== Records provided ==
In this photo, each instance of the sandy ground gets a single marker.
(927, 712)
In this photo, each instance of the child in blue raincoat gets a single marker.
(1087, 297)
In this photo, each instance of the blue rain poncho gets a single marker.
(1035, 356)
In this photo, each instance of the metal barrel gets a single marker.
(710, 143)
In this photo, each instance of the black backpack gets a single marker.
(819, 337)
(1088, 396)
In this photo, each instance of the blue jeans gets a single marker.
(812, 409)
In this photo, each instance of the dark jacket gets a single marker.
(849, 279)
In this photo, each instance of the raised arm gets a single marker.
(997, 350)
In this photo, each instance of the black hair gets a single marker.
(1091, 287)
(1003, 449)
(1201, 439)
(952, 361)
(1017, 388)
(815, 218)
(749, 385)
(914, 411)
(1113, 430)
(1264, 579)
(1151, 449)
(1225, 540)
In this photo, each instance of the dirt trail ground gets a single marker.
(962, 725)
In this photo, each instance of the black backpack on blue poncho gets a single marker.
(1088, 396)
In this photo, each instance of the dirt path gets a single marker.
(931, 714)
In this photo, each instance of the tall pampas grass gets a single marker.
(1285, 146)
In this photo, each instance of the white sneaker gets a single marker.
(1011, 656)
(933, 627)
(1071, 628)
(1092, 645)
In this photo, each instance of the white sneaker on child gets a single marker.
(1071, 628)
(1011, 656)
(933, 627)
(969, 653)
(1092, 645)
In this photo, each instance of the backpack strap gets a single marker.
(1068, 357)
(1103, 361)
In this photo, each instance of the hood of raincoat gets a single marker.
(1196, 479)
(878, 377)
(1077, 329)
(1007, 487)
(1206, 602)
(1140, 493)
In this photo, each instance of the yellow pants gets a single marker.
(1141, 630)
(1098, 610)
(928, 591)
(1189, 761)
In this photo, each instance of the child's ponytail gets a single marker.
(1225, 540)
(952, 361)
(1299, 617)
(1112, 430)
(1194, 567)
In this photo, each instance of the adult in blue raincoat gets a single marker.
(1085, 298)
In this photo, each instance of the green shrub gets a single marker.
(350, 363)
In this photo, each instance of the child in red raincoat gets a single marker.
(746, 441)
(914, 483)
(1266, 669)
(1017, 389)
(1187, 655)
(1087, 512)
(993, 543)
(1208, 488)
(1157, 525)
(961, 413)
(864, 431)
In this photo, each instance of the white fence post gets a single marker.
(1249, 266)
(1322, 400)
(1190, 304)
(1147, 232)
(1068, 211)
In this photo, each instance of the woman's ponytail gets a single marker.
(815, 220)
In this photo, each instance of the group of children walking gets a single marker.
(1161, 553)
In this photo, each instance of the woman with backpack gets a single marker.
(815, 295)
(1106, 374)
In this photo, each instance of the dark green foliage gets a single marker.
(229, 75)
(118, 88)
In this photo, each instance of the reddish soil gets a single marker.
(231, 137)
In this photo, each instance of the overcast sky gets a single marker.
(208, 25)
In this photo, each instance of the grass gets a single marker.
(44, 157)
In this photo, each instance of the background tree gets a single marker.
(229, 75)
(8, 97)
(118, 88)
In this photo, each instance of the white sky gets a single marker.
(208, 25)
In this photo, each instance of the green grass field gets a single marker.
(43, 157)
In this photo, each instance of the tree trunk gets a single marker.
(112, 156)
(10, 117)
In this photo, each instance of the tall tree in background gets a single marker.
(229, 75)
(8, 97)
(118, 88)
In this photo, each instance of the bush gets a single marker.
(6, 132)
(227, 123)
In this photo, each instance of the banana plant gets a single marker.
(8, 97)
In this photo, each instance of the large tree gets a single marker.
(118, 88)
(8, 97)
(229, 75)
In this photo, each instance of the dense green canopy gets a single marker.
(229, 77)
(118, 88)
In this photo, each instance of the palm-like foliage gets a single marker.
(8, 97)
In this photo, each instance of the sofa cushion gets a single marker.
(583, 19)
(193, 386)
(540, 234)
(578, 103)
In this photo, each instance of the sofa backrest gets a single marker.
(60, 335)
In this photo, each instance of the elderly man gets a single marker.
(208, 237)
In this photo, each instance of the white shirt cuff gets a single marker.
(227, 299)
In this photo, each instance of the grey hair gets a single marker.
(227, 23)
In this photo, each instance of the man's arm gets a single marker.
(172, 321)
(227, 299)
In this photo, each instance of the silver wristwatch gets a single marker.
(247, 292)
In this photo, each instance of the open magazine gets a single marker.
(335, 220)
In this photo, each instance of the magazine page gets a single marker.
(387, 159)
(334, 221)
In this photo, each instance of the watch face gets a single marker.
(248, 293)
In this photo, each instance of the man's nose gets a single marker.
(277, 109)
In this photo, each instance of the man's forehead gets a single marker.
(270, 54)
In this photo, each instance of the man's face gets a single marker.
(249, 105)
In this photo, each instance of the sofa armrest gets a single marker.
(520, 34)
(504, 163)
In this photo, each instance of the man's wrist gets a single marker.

== Stated exercise ==
Please copy out every one of the entries above word for word, without changing anything.

== Reply to the exercise ==
In this photo, each instance of the sandy ground gets a single marker.
(927, 712)
In this photo, each instance of the child in blue raincoat gets a single marker.
(1087, 297)
In this photo, each instance of the blue rain poncho gets a single marker.
(1035, 356)
In this photo, each instance of the metal barrel gets a single marker.
(710, 143)
In this photo, each instance of the black backpack gets a single marker.
(819, 337)
(1088, 396)
In this photo, each instance of the blue jeans gets a single marker.
(812, 409)
In this photo, each instance of the dark jacket gets a single marker.
(849, 279)
In this photo, each instance of the raised arm gets a single marker.
(997, 350)
In this photo, each instance of the black hair gets a single marker.
(1091, 287)
(1003, 449)
(1201, 439)
(952, 361)
(1017, 388)
(815, 218)
(749, 385)
(914, 411)
(1113, 430)
(1264, 579)
(1151, 449)
(1225, 540)
In this photo, each instance of the dirt trail ground gets a single marker.
(962, 725)
In this photo, each instance of the black backpack on blue poncho gets a single marker.
(1088, 396)
In this photo, each instance of the dirt path gets a single marker.
(931, 714)
In this photo, each instance of the tall pampas grass gets a single marker.
(1285, 146)
In this photo, each instance of the white sneaker gets a single marker.
(1011, 656)
(933, 627)
(1071, 628)
(1092, 645)
In this photo, each instance of the white sneaker on child gets a single marker.
(1071, 628)
(1011, 656)
(933, 627)
(969, 653)
(1092, 645)
In this photo, each instance of the backpack strap gets a single marker.
(1068, 357)
(1103, 361)
In this photo, each instance of the hood of raincoat gets a single marker.
(1196, 479)
(878, 377)
(1077, 329)
(1007, 487)
(1206, 602)
(1140, 493)
In this photo, each instance of the yellow pants gets a single marker.
(1141, 630)
(1098, 610)
(928, 591)
(1189, 761)
In this photo, each instance of the child's ponytail gets a single marker.
(1225, 540)
(952, 361)
(1299, 617)
(1112, 430)
(1194, 567)
In this photo, each instance of the adult in blue raincoat gets a single marker.
(1085, 298)
In this photo, each instance of the green shrub gets a single marker.
(350, 363)
In this photo, each instance of the child in red raincoat gets a single marker.
(746, 441)
(914, 483)
(1266, 669)
(1017, 389)
(1187, 655)
(1087, 512)
(993, 543)
(1208, 488)
(1157, 525)
(961, 413)
(864, 431)
In this photo, each instance of the white fence post gets a single marker.
(1249, 266)
(1322, 400)
(1190, 304)
(1147, 232)
(1068, 211)
In this photo, each instance of the woman's ponytail gets a single marker.
(815, 220)
In this photo, each instance of the group of children walking gets a single marker.
(1161, 553)
In this photo, each instance of the woman with backpack gets a single marker.
(815, 295)
(1106, 374)
In this photo, each instance of the dark green foliage gets a single marker.
(229, 75)
(118, 88)
In this photo, each instance of the reddish soil gets a single marker.
(231, 137)
In this photo, each instance of the overcast sky gets a single marker.
(208, 25)
In this photo, each instance of the grass gets a single marker.
(44, 157)
In this photo, each instance of the background tree gets a single marker.
(229, 75)
(8, 97)
(118, 88)
In this photo, each instance of the white sky gets a single marker.
(208, 25)
In this photo, each instance of the green grass field gets a single marker.
(43, 157)
In this photo, each instance of the tree trunk gets a single marker.
(112, 156)
(10, 117)
In this photo, each instance of the tall tree in background gets a single marker.
(229, 75)
(8, 97)
(118, 88)
In this photo, each instance of the bush gets a single marker.
(6, 132)
(227, 123)
In this photo, each instance of the banana plant gets a single marker.
(8, 97)
In this photo, each instance of the large tree gets a single marker.
(118, 88)
(8, 97)
(229, 75)
In this photo, each instance of the dense green canopy gets a single marker.
(229, 77)
(118, 88)
In this photo, each instance of the palm-like foliage gets a single marker.
(8, 97)
In this photo, each instance of the sofa cushion gets a single marker.
(583, 19)
(193, 386)
(540, 234)
(578, 103)
In this photo, each instance of the sofa backrest gets a single marker.
(60, 335)
In this photo, each instance of the elderly man gets a single marker.
(208, 237)
In this photo, each instance of the white shirt cuff gets a single marker.
(227, 299)
In this photo, each instance of the grey hair gets a single marker.
(227, 23)
In this photo, each instance of the man's arm gets a single marker.
(172, 321)
(227, 299)
In this photo, each instance of the silver wristwatch gets a single marker.
(247, 292)
In this photo, each instance of the open magazine gets a single marker.
(335, 220)
In this photo, each instance of the magazine page gets a single marker.
(387, 159)
(334, 221)
In this photo, each instance of the watch face gets a single marker.
(248, 293)
In this photo, each instance of the man's nose gets a single marker.
(277, 109)
In this photo, each instance of the man's forehead gets a single marker.
(270, 54)
In this photo, each instance of the man's face gets a single marker.
(249, 105)
In this photo, each instance of the sofa armrest gets a single marker.
(520, 34)
(504, 163)
In this photo, each instance of the man's wrist gets a single marker.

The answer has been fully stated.